▶ [Extrait fourni]
* * *
Le parti Rassemblement national mise-t-il sur les « fake news » pour remporter les européennes ? C’est la crainte exprimée par Emmanuel Macron. De la loi anti-fake news à son projet de « vérification de l’information », en passant mercredi 13 février 2019 par le lancement officiel d’une cellule de riposte anti-RN, le président multiplie les initiatives. En ligne de mire : le parti de Marine Le Pen.
A l’approche des élections européennes de mai prochain – scrutin test pour Emmanuel Macron -, l’Elysée considère que l’extrême droite française est devenue une « usine à fake news », à infox.
A l’instar de Donald Trump en 2016, ou de Nigel Farage pendant la campagne du Brexit, « il y a aujourd’hui manipulation pour tenter de capter un électorat (…) pour manipuler son vote, c’est une inquiétude majeure », s’alarme la ministre en charge des Affaires européennes.
* * *
▶ [Extrait de données]
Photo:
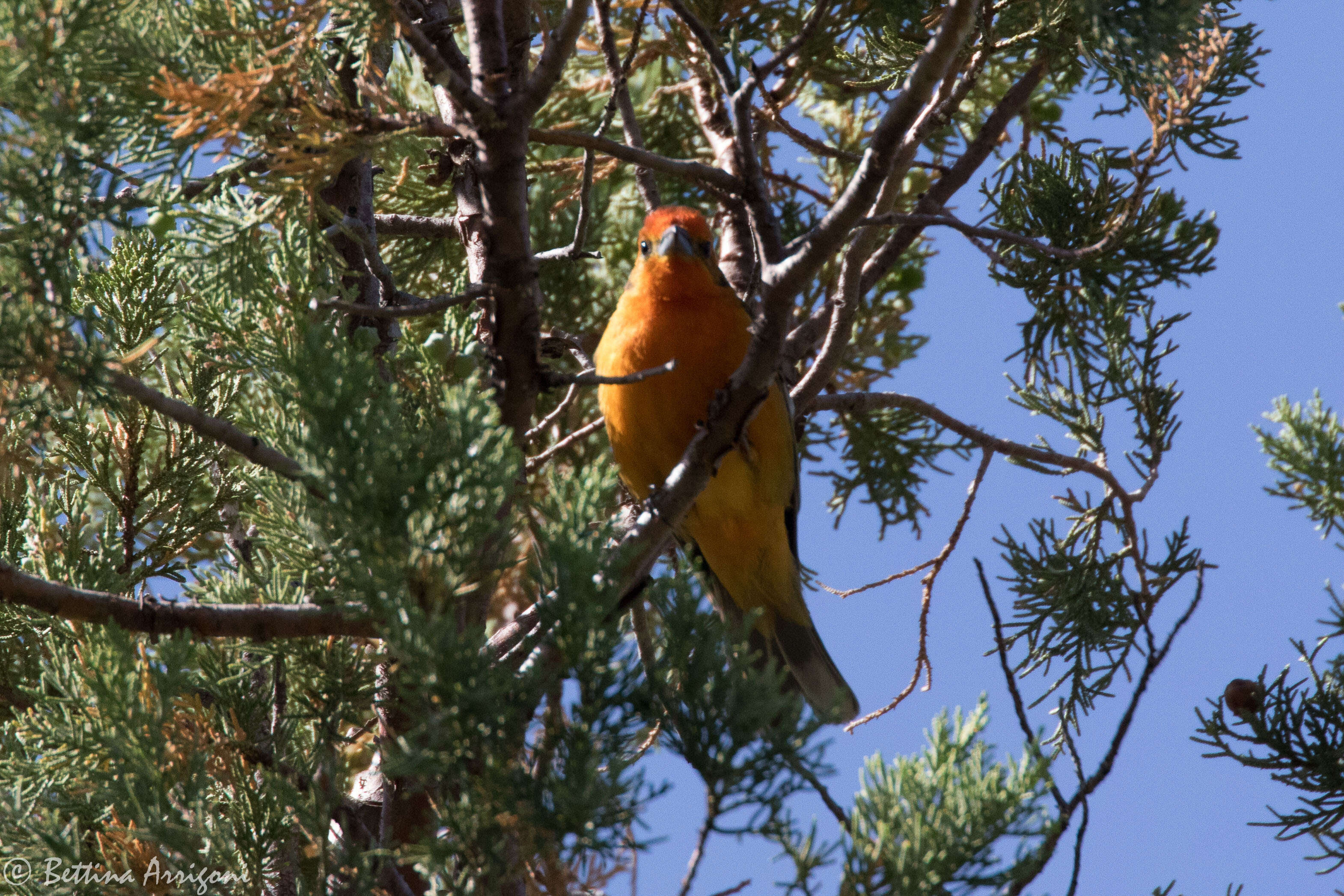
* * *
▶ [Consignes à suivre]
1. Reproduisez fidèlement le passage du texte sur la riposte de l’Élysée aux fake news qui commence par « Le parti Rassemblement » et se termine par « des Affaires européennes. ».
2. Poursuivez la rédaction du texte sur la riposte de l’Élysée aux fake news à partir de l’endroit où il s’arrête.

▶ [Réponses par consigne]
1.
Le parti Rassemblement national mise-t-il sur les « fake news » pour remporter les européennes ? C’est la crainte exprimée par Emmanuel Macron. De la loi anti-fake news à son projet de « vérification de l’information », en passant mercredi 13 février 2019 par le lancement officiel d’une cellule de riposte anti-RN, le président multiplie les initiatives. En ligne de mire : le parti de Marine Le Pen.
A l’approche des élections européennes de mai prochain – scrutin test pour Emmanuel Macron -, l’Elysée considère que l’extrême droite française est devenue une « usine à fake news », à infox.
A l’instar de Donald Trump en 2016, ou de Nigel Farage pendant la campagne du Brexit, « il y a aujourd’hui manipulation pour tenter de capter un électorat (…) pour manipuler son vote, c’est une inquiétude majeure », s’alarme la ministre en charge des Affaires européennes.

2.
Nathalie Loiseau explique à RFI que l’exécutif agit à plusieurs niveaux : mise en place d’un réseau d’alerte rapide entre pays membres de l’Union, mise en valeur des « contenus médiatiques professionnels en matière de lutte contre les infox », travail à l’éducation des jeunes et organisation, au sein du parti La République en marche (LREM), d’une riposte pour « ramener la vérité ».
Traité d’Aix-la-Chapelle, pacte de Marrakech, deux fake news
Si, en montrant du doigt le Rassemblement national (RN), Emmanuel Macron choisit son ennemi, la construction et le partage des infoxs par Marine Le Pen est une réalité. En quelques semaines, le RN en a au moins diffusé deux.
D’abord concernant le pacte de Marrakech sur les migrations, dans lequel la patronne du parti d’extrême droite a vu une « submersion migratoire organisée », alors que le texte martèle au contraire le « droit souverain des Etats » à définir leur politique.
Puis, le traité d’Aix-la-Chapelle. Un traité de coopération franco-allemand accusé par Marine le Pen d’organiser « une mise sous tutelle d’une part de l’Alsace » et un « partage » du siège de la France au Conseil de sécurité de l’ONU avec l’Allemagne.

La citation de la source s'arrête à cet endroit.